_Task brief_: Offset the entries below from the line containing "Target: white folded napkin" through the line containing "top-left (84, 304), bottom-right (113, 326)", both ends included, by reproducing every line in that stretch and adding 117 to each bounding-box coordinate in the answers. Leave the requests and their format samples unchanged, and output only that stretch.

_Exercise materials_:
------------------------------------------------------------

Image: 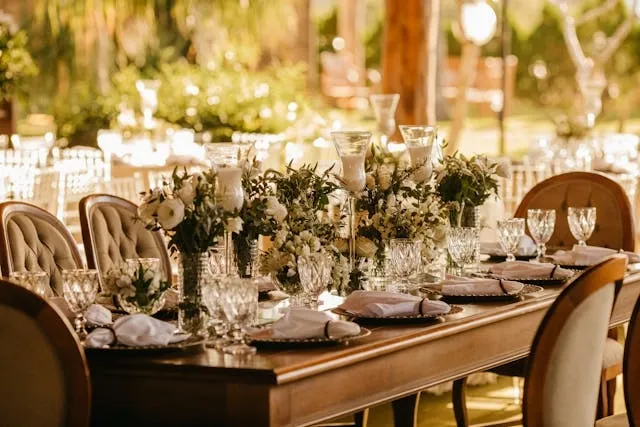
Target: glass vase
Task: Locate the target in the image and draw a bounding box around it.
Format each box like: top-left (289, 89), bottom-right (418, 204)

------------------------------------------------------------

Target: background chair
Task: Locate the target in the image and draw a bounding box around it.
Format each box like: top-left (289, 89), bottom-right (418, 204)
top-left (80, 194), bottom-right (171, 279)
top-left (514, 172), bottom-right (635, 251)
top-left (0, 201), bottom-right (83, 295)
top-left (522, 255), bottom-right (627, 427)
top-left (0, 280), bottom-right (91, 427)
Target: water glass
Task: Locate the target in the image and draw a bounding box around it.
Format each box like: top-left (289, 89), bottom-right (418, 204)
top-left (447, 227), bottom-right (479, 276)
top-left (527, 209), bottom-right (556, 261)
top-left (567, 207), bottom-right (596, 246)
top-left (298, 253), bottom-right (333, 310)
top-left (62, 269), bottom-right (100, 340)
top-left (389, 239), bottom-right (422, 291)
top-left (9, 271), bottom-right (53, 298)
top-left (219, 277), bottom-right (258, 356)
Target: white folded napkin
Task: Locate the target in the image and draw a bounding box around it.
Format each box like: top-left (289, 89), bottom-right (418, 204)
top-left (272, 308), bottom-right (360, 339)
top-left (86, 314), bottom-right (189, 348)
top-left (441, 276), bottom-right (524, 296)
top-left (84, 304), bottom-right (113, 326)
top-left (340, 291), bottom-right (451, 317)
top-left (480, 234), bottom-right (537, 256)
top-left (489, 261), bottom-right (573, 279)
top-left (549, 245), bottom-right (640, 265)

------------------------------------------------------------

_Correct response_:
Target: white folded napkin
Task: Locate the target in the image and draw a bounding box around it.
Format each box like: top-left (289, 89), bottom-right (418, 204)
top-left (389, 425), bottom-right (477, 456)
top-left (203, 431), bottom-right (306, 465)
top-left (558, 393), bottom-right (641, 413)
top-left (201, 421), bottom-right (230, 443)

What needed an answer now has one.